§ TASK PROMPT: Copy out each line of the material below with no changes.

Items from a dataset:
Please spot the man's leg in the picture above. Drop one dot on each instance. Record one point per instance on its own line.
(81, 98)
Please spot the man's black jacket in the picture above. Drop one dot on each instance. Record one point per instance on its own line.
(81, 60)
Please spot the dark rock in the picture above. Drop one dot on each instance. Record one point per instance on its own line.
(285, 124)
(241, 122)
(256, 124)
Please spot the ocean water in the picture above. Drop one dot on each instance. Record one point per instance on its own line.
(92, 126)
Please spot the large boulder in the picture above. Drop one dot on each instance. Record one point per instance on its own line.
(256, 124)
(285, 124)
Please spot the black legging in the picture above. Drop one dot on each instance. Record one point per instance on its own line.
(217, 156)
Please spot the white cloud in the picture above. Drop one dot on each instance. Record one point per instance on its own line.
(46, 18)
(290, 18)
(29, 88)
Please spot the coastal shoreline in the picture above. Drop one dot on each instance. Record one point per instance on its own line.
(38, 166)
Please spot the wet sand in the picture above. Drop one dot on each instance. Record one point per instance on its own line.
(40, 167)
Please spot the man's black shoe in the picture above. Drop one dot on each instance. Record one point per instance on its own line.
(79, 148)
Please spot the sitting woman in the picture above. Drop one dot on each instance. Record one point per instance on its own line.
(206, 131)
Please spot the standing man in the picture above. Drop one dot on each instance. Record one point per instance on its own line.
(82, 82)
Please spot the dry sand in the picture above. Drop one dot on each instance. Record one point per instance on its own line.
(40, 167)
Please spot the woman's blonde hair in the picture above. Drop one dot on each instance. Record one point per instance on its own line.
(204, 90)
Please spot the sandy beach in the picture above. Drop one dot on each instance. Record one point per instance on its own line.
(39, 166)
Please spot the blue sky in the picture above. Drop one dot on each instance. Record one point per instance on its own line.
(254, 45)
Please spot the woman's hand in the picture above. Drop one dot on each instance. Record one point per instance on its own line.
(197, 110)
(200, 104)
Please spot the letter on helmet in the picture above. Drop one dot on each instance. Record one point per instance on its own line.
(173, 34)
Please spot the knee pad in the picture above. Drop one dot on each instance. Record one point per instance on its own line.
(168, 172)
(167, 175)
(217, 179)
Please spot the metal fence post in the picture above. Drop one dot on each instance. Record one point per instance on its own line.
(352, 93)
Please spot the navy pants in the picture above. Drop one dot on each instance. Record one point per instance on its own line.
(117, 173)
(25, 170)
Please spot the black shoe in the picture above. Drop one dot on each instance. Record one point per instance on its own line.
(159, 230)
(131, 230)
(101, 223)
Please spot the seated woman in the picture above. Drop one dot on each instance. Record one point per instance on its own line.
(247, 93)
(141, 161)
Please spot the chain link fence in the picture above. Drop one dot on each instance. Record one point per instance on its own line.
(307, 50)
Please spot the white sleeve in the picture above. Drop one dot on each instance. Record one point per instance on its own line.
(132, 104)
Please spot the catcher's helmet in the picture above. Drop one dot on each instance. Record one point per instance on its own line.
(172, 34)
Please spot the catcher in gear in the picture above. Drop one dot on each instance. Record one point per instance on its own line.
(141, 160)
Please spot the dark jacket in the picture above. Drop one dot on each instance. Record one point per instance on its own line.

§ REPLY TO THE EXERCISE:
Please spot the man's leg in the picture above. Drop one dot on each instance. Record one point per instance on its own line.
(81, 98)
Please spot the man's black jacket in the picture above. Drop one dot on each instance. Record one point per instance on its own line.
(81, 60)
Please spot the dark rock in the picture above. Drop one dot on each instance. Record one point per instance on its own line.
(285, 124)
(241, 122)
(256, 124)
Please spot the ocean water in the picture above. Drop one dot on each instance. Record one point per instance on its own line.
(92, 126)
Please spot the large boulder in the picture above. Drop one dot on each instance. Record one point per instance on its own line.
(256, 124)
(285, 124)
Please spot the black legging in the picture above. Drop one dot on each instance. Record one point per instance on its own line.
(217, 156)
Please spot the white cloud in the picture above. Drop one dot on each instance. Record one point per instance on its own line.
(46, 18)
(290, 18)
(29, 88)
Please spot the coastal shoreline in the picture above. Drop one dot on each instance. Record one point per instance on its own line.
(38, 166)
Please spot the wet sand in the picture above. Drop one dot on each instance. Record one point per instance on its own line.
(40, 167)
Please spot the man's black shoe in the picture above. Drop one dot on each instance. Record one point per instance on its own line.
(79, 148)
Please spot the sitting woman in the picture above. Drop one dot on each instance. Record one point per instance on its own line.
(206, 131)
Please spot the standing man in the picture above. Drop one dot on each instance. Record one point per instance on its own line.
(82, 82)
Please spot the dry sand in the picture above. Drop one dot on each instance. Record one point per instance on its own line.
(40, 167)
Please spot the woman's blonde hair in the picture above. Drop one dot on each instance. Record one point per instance on its own line.
(204, 90)
Please spot the sandy beach in the picture above. Drop one dot on each instance. Record one point per instance on its own line.
(39, 166)
Please spot the blue sky in the picture above. Drop one dot on each instance. Record one point per instance on its own line.
(254, 45)
Please spot the woman's hand in the picture above. Drop one dot on each instance. Record one point per instance on its own line.
(197, 110)
(200, 104)
Please spot the letter on helmet in the picture above. Drop one dot on each instance. Record one point per instance on its own line.
(173, 34)
Please spot the knee pad in the picture above. Drop one dot on each instance. Record one point per instance on its own line.
(168, 172)
(167, 175)
(217, 179)
Please spot the metal fence post in the picture above. Drop one dot on each instance. Record one point per instance on its own line.
(352, 93)
Please spot the navy pants in the picture above. Drop one dot on each instance. Record one point per instance on its own line.
(117, 173)
(25, 170)
Please spot the black shoe in the picture above. Drop one dot on each instance. Record one point per instance on its own line.
(159, 230)
(131, 230)
(101, 223)
Please spot the seated woman in the picture above. Drop one dot on each instance. Record one point per instance on its own line.
(247, 93)
(141, 161)
Please spot the chain link fence in the picture above. Drop one dot on each instance. Record one point per instance on its own line.
(307, 50)
Please spot the white sleeve in the picture above. Drop one dot on each instance. Record one point per instance on its own line.
(132, 104)
Please spot the catcher's helmet in the picture above. Drop one dot on each instance. Record one point per instance on its own line.
(172, 34)
Please spot the catcher in gear in the picture above. Drop one dot on each instance. Record one point per instance on its own line.
(141, 160)
Please spot the dark jacket in the picture above. Drop one dot on each instance. Record one point per instance on its own line.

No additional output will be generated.